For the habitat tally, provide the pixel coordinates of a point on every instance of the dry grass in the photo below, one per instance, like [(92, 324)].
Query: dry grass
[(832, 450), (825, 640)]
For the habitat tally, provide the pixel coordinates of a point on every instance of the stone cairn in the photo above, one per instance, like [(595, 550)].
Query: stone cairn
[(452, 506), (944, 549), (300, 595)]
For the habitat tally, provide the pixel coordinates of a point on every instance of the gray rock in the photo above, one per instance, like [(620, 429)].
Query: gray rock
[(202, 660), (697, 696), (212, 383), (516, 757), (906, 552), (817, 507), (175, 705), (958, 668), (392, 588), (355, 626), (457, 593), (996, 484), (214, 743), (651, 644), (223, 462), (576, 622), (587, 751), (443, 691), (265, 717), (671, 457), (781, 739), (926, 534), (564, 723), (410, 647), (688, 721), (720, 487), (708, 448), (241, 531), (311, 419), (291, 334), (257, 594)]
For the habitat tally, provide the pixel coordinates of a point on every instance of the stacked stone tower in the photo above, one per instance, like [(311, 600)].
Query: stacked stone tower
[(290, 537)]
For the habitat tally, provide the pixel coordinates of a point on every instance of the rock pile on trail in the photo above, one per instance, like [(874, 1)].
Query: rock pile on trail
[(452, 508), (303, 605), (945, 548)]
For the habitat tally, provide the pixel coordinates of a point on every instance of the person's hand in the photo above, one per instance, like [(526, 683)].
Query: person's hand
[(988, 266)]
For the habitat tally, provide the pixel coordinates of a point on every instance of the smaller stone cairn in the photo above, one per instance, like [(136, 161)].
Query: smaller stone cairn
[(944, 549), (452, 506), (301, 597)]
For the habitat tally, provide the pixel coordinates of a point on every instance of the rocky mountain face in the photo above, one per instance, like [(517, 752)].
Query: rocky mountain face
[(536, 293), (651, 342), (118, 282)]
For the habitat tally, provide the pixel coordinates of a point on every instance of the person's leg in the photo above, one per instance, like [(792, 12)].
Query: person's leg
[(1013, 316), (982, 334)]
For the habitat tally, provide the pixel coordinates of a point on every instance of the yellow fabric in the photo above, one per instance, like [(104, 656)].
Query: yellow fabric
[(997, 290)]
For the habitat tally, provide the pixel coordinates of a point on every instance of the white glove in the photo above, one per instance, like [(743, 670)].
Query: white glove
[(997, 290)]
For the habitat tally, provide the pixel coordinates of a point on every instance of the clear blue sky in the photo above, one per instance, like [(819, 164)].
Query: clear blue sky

::::::::::

### TO DO
Copy the records above from the line that contains "like [(311, 600)]." through the end of the records, inclusive, leaving every line other than the answers unchanged. In the answers, multiply each point coordinate by 1.5 and round it to a whole number, with halves rounded up.

### REPLY TO THE EXERCISE
For the habitat tally, provide the pixel coordinates of a point on every instance of the stacked stone tower in the photo above, one per instance, like [(311, 600)].
Query: stacked stone tower
[(435, 806)]
For the habitat tally, provide the pixel coordinates of a point on every instance of the rock pile on trail in the photo above, one per instance, like [(874, 1)].
Query: rock pile on trail
[(678, 762), (455, 908), (1418, 822)]
For the habitat tally, provide the pixel coordinates of a point on every instance of the person's hand in the photo above, one per instance, like [(526, 683)].
Query: person's hand
[(1482, 399)]
For the habitat tally, provide the pixel coordinates of a point on every instance of the smaller stone cairn in the photo above, one per instance, like [(136, 161)].
Query: smaller stone cairn
[(1416, 824), (678, 759), (452, 896)]
For the habitat tally, provide the pixel coordinates of a point on every instance of the rocky mountain face in the photo above, one per instance, like [(517, 752)].
Query: rocky mountain face
[(804, 440), (977, 513), (177, 423)]
For the habitat tally, provide the pixel coordinates of a point on every instance of the person's leg in the photo above, one per instance, like [(792, 12)].
Query: person's leg
[(1520, 474), (1473, 501)]
For the habitat tally, provide the pixel coordinates of a point on every instance of the yellow fabric in the photo above, one per instance, like [(104, 656)].
Query: yellow fabric
[(1496, 435)]
For the habitat tally, provide the pixel coordinates of a point on every instance of the white glove in the photo above, one per instance, like [(743, 670)].
Query: white glove
[(1496, 435)]
For the habitat tally, provide the pixel coordinates of a point on every instance of the clear blue sky in the photo above, one per instance, like [(819, 164)].
Query: clear blue sky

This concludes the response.